* OBJECTIVE
Which lines in the items below contain the word "wall"? Copy each of those lines in full.

───── MATERIAL SUPPLIED

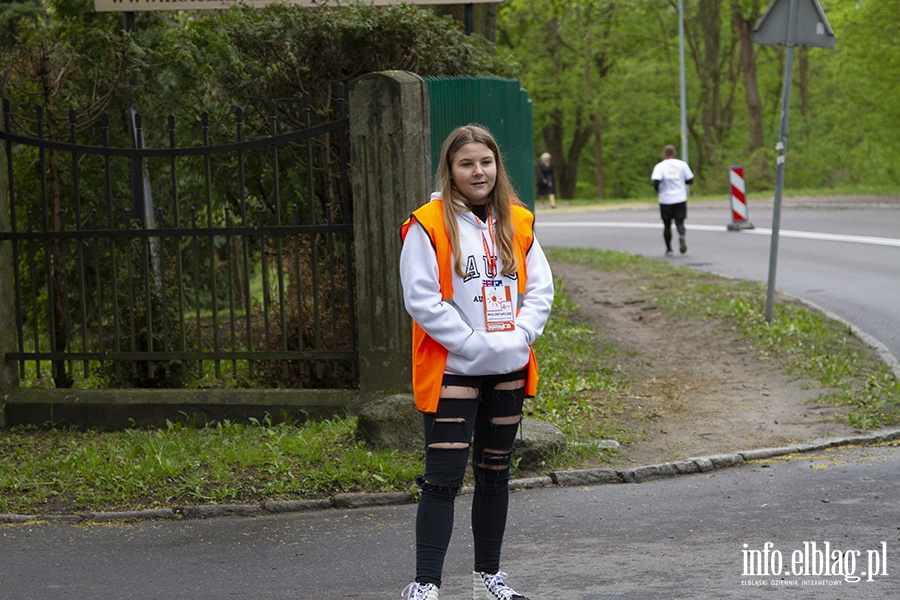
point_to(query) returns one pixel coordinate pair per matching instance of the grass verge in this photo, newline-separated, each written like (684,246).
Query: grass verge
(64,470)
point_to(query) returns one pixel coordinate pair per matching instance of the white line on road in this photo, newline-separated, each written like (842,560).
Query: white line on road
(807,235)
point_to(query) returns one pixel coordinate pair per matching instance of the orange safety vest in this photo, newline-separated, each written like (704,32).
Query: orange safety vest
(428,356)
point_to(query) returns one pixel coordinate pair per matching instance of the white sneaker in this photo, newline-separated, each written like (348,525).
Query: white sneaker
(493,587)
(420,591)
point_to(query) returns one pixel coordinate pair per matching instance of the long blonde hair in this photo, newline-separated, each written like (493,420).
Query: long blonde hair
(503,197)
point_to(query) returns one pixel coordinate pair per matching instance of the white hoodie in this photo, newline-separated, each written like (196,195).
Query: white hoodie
(460,325)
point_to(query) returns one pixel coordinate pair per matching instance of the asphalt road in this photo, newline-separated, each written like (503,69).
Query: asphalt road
(706,536)
(843,256)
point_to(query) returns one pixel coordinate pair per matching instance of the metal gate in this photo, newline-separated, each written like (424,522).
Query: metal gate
(184,265)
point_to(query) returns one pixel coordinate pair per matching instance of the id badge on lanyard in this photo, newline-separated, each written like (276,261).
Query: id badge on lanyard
(498,305)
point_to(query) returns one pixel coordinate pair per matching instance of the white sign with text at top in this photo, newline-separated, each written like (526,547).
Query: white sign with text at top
(152,5)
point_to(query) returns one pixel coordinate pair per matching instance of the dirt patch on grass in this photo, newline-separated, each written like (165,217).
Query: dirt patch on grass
(698,389)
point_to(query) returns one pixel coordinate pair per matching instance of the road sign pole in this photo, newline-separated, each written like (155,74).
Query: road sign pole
(781,147)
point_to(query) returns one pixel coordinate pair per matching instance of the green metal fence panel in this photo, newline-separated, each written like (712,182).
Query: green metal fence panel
(498,104)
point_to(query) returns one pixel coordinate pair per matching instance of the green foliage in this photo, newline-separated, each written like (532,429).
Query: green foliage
(619,62)
(68,470)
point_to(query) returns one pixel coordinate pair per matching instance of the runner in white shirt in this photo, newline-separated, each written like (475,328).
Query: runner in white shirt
(670,178)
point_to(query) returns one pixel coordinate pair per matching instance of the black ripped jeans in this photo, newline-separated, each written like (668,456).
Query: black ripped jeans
(487,424)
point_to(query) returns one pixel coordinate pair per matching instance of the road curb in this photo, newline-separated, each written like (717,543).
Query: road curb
(571,478)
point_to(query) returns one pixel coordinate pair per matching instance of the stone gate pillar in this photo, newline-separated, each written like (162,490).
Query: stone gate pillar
(390,144)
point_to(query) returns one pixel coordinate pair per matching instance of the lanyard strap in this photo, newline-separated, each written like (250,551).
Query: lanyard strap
(490,251)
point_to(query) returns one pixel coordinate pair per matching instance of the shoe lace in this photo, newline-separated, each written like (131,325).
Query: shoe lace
(497,585)
(415,591)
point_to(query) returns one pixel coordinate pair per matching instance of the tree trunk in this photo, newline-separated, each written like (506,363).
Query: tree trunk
(744,27)
(803,56)
(598,153)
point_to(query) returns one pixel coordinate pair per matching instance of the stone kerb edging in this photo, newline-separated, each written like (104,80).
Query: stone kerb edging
(560,478)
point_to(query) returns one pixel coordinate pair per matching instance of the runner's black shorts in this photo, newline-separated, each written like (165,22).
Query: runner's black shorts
(677,212)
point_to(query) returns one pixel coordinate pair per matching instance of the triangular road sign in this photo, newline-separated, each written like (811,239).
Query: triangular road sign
(812,25)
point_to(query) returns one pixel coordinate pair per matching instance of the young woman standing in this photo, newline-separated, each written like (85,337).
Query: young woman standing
(479,290)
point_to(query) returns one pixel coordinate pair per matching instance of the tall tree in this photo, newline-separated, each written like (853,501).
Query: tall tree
(744,16)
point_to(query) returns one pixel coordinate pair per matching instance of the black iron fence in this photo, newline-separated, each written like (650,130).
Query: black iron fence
(182,265)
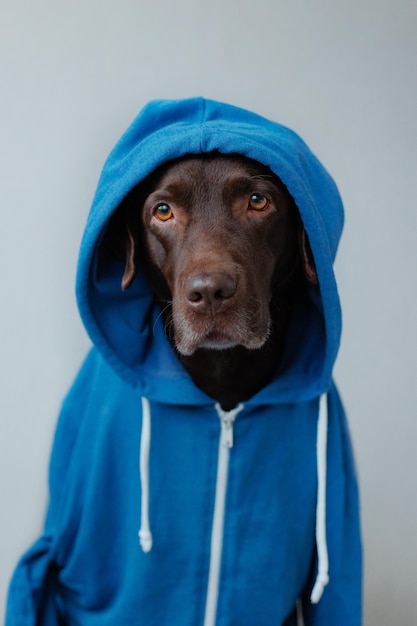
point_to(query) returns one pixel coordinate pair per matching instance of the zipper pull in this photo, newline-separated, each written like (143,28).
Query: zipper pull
(227,419)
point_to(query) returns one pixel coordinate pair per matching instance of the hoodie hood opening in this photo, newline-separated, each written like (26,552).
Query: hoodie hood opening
(126,326)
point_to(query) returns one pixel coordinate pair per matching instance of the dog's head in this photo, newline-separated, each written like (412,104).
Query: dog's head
(222,237)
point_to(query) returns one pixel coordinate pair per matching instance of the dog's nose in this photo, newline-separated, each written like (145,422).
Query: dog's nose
(207,292)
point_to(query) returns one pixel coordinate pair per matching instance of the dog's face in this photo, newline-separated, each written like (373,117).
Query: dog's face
(222,235)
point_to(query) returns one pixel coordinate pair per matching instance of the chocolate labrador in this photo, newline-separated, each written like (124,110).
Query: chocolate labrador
(225,252)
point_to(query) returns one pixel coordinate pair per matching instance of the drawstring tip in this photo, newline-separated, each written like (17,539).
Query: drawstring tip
(318,589)
(145,540)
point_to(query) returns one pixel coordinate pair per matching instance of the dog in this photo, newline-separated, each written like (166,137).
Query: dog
(225,251)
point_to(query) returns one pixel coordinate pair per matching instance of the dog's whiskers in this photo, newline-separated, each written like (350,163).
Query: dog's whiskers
(163,309)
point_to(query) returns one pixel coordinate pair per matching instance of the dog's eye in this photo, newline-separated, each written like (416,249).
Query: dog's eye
(163,212)
(258,202)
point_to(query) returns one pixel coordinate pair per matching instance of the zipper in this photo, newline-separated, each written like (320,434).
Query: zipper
(227,419)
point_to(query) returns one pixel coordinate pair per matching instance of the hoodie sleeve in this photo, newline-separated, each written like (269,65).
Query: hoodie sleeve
(341,602)
(32,598)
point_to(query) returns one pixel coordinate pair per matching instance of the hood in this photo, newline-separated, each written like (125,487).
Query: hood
(125,326)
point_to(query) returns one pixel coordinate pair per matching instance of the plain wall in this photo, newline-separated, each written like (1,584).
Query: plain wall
(343,75)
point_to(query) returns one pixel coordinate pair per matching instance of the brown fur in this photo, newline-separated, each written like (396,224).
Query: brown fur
(223,266)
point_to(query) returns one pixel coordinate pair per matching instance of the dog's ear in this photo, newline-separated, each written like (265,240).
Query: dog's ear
(130,248)
(121,239)
(307,258)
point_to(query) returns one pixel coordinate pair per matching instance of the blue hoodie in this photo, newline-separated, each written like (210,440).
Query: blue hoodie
(164,509)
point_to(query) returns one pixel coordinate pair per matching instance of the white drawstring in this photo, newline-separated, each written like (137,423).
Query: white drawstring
(145,535)
(321,540)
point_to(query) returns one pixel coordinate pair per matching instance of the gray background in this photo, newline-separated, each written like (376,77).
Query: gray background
(344,76)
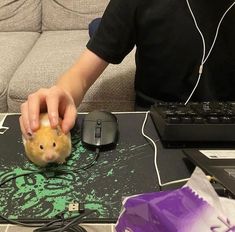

──────────

* RESPONSE FOR THIS EXERCISE
point_to(query) returns one pixel coordinate pair per matching instance of the plain wall in this photo, newline-separated, each written like (1,584).
Query: plain wall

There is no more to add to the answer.